:: ARTICLE
It does not get much better than that.
 
Will of course is entitled to engage in political fantasy and historical revisionism. But the courts follow Constitutional case law, as must Congress, and that case law determines the limits of Federal power, not naïve and ignorant neo-populists from the TPM.
 
Will of course is entitled to engage in political fantasy and historical revisionism. But the courts follow Constitutional case law, as must Congress, and that case law determines the limits of Federal power, not naïve and ignorant neo-populists from the TPM.

Ah, but with the wave of a wand, the final authority has spoken.

Kinda like in Citizens United.

FDR's kangaroo court certainly didn't follow case law and nothing is ever ever completely settled.

If so, why does Ted (so glad you're dead) Kennedy rail on Roberts about not losing the gains of the part 40 years ? What was Ted (so glad you're dead) worried about ?

But even then, we can see just what Cruz brings. After all, he's a senator. And he'll vote on future justices. And if there are enough GOP in the senate....we'll get more justices like Scalia.

Then Ted (so glad you're dead) can roll over in his grave as we trash all of his gains of the last 40 years.

Nothing is ever ever settled for good.
::::
:: DATASET RECORDS
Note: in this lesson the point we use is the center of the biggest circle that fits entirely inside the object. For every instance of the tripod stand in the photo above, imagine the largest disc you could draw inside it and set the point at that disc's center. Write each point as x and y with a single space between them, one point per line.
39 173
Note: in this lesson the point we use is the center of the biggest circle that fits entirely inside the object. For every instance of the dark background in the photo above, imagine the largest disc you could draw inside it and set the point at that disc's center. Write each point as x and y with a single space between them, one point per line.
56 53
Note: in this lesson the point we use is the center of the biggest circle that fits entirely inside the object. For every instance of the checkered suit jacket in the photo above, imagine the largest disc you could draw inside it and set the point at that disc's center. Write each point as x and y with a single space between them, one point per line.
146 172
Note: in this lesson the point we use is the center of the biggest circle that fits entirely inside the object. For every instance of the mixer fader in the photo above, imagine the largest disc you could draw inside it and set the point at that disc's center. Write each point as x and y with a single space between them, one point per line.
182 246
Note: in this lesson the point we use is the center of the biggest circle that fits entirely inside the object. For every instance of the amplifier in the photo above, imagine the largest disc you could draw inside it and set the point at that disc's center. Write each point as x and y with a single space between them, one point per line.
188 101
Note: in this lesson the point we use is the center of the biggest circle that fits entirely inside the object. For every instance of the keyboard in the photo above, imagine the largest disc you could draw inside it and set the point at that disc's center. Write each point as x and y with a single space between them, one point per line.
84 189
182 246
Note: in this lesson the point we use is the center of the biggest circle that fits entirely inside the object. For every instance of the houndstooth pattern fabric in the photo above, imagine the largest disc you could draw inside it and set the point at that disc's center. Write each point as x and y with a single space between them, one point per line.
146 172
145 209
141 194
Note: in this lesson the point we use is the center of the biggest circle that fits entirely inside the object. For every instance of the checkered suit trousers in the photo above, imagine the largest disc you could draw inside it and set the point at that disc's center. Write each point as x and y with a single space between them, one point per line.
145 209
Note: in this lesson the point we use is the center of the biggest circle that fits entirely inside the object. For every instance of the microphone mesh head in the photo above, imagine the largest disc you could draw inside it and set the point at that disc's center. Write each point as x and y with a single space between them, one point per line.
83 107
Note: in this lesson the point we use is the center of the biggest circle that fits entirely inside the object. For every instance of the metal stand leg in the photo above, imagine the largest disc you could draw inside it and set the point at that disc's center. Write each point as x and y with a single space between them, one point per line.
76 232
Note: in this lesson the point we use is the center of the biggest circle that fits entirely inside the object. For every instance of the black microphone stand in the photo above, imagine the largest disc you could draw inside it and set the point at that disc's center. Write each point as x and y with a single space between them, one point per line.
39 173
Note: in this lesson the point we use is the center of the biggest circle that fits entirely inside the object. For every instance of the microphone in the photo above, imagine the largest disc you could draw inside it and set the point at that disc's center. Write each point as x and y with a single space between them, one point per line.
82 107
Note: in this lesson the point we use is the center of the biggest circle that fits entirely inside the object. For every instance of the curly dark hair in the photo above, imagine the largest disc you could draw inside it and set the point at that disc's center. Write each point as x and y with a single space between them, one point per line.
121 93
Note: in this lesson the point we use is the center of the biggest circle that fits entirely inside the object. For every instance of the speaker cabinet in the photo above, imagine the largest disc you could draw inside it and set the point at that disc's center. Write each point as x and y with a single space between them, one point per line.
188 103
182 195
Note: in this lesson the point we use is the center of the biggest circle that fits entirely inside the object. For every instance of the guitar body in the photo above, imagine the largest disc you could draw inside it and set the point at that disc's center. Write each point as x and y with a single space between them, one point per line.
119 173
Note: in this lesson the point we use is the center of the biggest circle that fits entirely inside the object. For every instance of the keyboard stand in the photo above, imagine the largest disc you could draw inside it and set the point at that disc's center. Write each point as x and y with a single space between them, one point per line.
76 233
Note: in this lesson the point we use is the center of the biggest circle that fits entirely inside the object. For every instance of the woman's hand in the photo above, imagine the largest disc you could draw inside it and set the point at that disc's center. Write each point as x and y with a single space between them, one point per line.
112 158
::::
- _YOUR INSTRUCTIONS_
In the comment thread on Constitutional case law, what does that case law determine, according to the comment? This data comes from a separate source.

- _RIGHT ANSWER_
It determines the limits of Federal power.